• Source data:
:::
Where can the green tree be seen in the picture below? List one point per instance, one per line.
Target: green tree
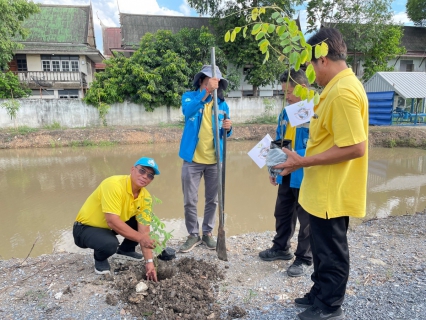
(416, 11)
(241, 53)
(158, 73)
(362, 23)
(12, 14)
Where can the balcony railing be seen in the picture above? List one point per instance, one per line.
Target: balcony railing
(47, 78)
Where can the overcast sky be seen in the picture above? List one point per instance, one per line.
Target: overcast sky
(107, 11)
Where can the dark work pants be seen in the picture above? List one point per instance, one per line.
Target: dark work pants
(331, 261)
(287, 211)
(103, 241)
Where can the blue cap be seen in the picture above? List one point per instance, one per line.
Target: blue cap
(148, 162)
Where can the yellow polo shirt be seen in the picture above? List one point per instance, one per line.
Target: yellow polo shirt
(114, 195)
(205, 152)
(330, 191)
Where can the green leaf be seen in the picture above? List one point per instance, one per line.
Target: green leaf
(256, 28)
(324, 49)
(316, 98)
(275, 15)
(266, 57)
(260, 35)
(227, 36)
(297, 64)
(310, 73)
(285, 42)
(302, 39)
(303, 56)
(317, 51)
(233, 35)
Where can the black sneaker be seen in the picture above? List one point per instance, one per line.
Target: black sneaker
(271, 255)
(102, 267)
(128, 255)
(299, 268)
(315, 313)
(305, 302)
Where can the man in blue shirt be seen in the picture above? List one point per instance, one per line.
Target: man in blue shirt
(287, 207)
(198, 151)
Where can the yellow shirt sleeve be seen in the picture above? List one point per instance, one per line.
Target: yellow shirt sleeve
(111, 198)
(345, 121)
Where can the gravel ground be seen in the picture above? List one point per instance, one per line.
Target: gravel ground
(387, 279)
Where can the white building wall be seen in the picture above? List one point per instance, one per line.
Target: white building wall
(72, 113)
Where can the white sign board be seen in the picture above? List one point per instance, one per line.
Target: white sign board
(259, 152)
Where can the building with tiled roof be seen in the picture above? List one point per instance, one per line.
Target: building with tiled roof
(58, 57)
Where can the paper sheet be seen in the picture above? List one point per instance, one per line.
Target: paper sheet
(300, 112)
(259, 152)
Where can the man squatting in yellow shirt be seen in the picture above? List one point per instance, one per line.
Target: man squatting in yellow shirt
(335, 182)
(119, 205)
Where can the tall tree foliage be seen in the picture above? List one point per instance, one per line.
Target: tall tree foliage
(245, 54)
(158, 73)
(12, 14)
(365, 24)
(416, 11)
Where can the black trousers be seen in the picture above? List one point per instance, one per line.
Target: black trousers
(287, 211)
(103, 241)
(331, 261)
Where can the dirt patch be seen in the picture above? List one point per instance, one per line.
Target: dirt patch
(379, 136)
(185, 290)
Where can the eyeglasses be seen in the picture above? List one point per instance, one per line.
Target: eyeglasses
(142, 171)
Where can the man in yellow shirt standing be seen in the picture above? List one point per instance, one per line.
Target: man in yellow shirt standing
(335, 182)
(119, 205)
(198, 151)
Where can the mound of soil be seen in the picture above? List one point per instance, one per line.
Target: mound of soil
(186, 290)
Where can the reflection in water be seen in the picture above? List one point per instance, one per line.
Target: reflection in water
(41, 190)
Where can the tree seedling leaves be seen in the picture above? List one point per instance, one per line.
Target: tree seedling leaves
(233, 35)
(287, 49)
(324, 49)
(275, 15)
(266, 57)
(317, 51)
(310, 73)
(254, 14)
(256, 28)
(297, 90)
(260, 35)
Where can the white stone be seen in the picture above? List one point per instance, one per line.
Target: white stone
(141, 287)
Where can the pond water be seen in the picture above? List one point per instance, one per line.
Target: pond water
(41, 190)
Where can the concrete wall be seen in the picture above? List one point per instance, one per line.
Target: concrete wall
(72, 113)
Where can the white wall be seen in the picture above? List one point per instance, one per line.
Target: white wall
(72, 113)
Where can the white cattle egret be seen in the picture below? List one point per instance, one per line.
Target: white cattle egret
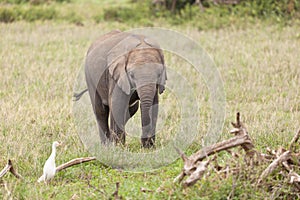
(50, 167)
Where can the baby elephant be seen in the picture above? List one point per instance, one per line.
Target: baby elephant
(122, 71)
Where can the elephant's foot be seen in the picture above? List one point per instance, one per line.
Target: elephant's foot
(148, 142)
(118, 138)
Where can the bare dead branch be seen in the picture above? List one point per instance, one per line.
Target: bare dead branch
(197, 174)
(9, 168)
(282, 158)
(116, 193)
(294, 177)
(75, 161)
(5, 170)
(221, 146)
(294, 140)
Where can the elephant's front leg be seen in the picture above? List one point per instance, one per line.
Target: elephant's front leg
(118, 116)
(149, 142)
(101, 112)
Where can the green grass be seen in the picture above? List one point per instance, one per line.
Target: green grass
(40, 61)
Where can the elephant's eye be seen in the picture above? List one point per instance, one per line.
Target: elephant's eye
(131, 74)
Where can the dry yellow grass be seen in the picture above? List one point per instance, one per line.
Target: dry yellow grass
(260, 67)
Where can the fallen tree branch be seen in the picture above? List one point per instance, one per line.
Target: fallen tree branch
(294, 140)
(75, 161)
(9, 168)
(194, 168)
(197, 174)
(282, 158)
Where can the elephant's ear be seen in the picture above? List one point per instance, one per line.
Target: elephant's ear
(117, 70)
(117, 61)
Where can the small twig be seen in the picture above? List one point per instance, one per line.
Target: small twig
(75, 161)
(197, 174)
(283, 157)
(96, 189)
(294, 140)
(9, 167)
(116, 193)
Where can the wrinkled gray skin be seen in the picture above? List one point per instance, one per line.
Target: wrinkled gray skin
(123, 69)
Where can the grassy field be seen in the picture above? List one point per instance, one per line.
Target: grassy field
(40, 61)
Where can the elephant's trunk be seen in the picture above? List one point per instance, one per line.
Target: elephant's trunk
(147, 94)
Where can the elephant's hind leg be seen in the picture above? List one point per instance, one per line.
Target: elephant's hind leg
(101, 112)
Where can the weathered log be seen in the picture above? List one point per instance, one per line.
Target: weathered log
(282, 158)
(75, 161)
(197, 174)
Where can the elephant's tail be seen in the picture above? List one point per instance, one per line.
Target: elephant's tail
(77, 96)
:::
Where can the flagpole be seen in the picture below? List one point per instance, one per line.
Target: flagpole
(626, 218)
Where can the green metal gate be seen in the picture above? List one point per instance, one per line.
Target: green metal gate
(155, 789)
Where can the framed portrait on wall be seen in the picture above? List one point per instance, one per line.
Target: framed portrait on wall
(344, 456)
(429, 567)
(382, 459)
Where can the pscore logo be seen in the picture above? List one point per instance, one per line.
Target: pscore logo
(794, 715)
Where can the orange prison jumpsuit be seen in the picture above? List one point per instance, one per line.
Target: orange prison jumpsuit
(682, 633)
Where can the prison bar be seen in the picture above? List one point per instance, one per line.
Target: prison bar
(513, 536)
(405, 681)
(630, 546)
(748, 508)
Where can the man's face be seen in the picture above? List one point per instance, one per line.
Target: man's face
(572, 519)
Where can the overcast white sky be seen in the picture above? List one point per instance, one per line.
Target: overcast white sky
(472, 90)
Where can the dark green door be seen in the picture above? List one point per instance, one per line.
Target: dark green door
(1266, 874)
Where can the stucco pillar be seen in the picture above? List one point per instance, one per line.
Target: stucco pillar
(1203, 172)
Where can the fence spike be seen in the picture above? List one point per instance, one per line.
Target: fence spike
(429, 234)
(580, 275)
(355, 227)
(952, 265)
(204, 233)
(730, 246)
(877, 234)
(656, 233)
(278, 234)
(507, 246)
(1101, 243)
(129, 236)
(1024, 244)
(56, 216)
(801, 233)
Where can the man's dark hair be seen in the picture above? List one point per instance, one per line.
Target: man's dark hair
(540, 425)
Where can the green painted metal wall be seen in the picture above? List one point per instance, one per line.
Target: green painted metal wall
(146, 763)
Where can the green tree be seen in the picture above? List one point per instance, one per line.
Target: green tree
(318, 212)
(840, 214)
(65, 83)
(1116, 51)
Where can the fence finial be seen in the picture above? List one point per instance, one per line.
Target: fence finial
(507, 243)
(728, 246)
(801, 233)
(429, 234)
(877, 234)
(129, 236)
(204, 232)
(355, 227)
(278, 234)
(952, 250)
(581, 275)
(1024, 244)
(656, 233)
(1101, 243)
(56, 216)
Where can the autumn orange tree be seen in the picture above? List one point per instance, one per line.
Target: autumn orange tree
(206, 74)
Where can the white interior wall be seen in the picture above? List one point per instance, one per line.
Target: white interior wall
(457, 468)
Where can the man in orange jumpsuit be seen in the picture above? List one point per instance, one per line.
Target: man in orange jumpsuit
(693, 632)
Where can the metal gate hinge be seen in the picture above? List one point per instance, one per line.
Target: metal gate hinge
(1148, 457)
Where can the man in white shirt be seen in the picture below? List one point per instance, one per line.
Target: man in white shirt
:::
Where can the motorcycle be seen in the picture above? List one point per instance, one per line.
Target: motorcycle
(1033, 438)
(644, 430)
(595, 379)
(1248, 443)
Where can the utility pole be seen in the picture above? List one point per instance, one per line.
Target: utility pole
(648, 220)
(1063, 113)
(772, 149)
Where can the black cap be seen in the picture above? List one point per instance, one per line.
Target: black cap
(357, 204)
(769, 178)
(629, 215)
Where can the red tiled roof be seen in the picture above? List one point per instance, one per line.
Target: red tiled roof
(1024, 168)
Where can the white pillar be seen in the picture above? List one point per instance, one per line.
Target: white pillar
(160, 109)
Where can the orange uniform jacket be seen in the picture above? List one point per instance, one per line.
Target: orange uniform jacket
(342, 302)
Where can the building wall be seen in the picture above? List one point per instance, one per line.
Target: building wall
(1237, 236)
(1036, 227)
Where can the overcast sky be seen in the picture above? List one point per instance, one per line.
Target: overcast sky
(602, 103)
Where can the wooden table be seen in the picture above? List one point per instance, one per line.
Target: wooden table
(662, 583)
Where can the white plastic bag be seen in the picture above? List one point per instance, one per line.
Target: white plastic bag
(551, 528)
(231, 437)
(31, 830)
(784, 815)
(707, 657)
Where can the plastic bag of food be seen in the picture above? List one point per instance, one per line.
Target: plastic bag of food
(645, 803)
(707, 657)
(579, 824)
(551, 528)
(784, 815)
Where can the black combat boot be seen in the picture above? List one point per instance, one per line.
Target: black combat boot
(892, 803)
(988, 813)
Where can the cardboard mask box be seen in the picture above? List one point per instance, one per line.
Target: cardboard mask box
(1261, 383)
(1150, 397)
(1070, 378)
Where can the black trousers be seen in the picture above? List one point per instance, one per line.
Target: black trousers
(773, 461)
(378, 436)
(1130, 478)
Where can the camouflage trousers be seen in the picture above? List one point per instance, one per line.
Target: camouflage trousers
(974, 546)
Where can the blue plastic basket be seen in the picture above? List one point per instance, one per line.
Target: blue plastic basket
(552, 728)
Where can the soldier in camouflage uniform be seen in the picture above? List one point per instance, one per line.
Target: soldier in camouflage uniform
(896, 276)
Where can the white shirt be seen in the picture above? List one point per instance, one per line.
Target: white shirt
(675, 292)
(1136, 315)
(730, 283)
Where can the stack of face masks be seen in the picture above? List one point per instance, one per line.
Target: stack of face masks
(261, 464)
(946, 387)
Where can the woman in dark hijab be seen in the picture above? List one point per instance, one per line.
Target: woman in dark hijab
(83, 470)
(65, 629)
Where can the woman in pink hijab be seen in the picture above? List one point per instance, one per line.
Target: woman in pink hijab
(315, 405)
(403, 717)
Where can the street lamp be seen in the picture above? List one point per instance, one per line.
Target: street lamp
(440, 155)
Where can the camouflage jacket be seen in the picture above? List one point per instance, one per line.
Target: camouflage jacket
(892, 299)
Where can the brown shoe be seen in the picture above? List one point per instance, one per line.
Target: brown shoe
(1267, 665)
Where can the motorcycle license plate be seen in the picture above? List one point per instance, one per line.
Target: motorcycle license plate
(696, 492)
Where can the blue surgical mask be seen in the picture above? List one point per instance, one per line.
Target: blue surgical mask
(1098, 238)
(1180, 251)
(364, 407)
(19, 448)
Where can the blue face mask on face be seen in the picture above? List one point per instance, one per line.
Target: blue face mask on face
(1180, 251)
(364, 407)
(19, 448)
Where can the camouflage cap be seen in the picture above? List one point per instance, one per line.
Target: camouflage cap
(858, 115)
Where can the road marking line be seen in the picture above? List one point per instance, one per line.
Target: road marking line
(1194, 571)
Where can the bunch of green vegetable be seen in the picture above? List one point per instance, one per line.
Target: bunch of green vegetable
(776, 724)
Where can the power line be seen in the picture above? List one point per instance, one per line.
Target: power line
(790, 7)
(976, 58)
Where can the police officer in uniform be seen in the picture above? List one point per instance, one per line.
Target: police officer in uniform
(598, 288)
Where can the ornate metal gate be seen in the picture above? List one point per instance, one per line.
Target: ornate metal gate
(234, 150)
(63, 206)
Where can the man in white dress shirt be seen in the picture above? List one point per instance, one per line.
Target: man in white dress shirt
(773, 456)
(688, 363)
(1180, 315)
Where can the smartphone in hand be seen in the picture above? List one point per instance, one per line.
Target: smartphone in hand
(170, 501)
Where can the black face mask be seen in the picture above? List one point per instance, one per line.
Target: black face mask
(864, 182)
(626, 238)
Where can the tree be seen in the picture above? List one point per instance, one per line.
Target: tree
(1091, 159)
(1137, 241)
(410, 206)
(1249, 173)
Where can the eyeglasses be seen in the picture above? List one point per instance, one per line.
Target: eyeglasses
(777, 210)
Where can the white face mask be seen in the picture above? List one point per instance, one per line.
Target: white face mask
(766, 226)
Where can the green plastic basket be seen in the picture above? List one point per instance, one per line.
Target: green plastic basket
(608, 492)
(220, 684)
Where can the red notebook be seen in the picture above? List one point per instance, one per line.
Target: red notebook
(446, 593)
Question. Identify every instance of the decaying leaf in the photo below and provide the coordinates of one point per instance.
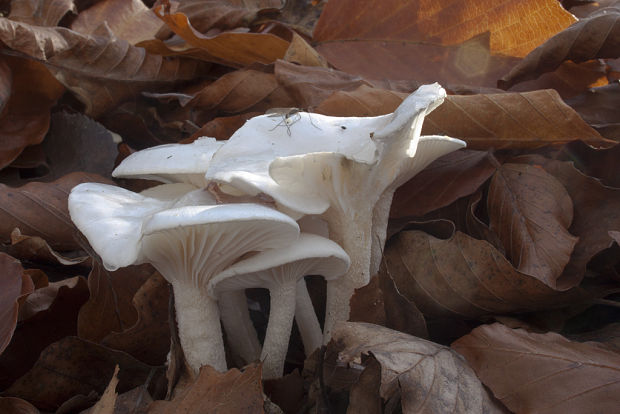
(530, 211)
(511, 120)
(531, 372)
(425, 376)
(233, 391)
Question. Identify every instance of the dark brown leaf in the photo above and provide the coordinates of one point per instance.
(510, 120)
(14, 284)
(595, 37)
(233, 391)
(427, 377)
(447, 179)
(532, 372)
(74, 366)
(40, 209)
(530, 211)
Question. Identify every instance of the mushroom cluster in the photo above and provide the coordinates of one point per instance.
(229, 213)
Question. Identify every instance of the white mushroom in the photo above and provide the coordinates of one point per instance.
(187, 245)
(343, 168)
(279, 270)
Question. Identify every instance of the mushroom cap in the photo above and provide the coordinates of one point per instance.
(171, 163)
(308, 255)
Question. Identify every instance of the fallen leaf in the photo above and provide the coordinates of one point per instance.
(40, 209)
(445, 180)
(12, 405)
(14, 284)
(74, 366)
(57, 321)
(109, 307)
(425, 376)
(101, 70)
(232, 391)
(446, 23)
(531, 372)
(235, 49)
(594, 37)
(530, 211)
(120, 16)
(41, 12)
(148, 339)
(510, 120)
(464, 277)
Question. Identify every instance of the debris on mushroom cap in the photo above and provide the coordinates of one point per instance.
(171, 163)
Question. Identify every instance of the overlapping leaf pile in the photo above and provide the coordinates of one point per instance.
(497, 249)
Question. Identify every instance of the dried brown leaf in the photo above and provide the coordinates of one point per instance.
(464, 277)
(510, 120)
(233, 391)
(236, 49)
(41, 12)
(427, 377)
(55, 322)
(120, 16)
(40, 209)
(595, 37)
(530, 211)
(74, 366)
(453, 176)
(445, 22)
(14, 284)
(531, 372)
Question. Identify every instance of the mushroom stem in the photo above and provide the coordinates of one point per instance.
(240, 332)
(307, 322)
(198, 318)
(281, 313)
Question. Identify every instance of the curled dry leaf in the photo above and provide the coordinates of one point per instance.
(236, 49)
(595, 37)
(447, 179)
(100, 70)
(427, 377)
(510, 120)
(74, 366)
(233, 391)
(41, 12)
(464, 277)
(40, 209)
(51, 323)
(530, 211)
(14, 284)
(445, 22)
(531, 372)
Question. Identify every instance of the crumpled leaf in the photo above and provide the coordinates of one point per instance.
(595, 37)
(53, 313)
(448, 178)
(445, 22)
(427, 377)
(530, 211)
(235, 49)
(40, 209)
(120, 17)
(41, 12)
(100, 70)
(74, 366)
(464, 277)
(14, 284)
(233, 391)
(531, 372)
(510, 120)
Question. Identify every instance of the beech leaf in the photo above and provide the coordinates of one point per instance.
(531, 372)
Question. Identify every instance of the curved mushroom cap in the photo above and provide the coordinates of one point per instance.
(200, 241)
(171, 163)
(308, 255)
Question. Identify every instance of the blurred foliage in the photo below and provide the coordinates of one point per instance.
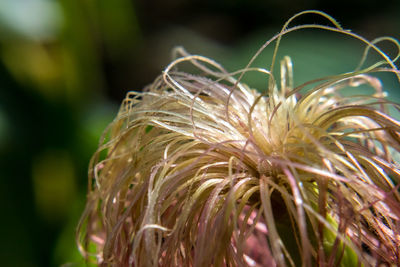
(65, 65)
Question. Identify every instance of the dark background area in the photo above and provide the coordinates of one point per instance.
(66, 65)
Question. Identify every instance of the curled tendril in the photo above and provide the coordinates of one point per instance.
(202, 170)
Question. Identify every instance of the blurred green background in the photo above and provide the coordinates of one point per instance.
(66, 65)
:::
• Problem details: Return the span of lines in the data above that opens at the line with "Target: pscore logo" and closes at the line with "Where can the man's dark", exactly, ends included, nothing else.

• Completed task:
Target: pscore logo
(794, 715)
Where can the orange prison jumpsuit be seen in the picture above? List one point per instance, one per line.
Target: orange prison jumpsuit
(682, 633)
Where can the prison bar be seen in the picture above? List one point per instance, one per line.
Target: prison bar
(513, 536)
(405, 681)
(630, 546)
(748, 508)
Where can the man's face be seen in the picture above? List one point per instance, one per line.
Target: man's face
(572, 519)
Where can the overcast white sky be seen in the picture above? List one point per instance, one per line.
Target: overcast white sky
(472, 90)
Where can the dark green door be seen in the picture above? List one point per instance, one per line.
Target: dark green door
(1266, 874)
Where can the stucco pillar be seen in the picture above? List one point per instance, one per line.
Target: stucco pillar
(1203, 172)
Where can the fence spike be seen in the picture above? List one point per instance, one per line.
Target: fence spike
(429, 234)
(580, 275)
(355, 227)
(952, 265)
(204, 233)
(730, 246)
(877, 234)
(656, 233)
(278, 234)
(507, 246)
(1101, 243)
(129, 236)
(1024, 244)
(56, 216)
(801, 233)
Where can the man's dark hair be seen in the picture above? List one point per instance, one per line.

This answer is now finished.